Problem ->
Can you put these rows into a Markdown table with two columns, "No." for the row number and "Line" for its text, leaving out any blank lines?

════════

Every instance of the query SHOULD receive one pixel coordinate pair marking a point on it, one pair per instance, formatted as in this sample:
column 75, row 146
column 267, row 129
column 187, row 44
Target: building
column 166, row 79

════════

Task result ->
| No. | Line |
|---|---|
| 1 | Every instance of the query SHOULD receive one pixel coordinate pair marking a point on it, one pair per instance, formatted as in this sample: |
| 2 | column 75, row 146 |
| 3 | column 267, row 129 |
| 4 | column 187, row 44 |
| 5 | Target: building |
| 6 | column 166, row 79 |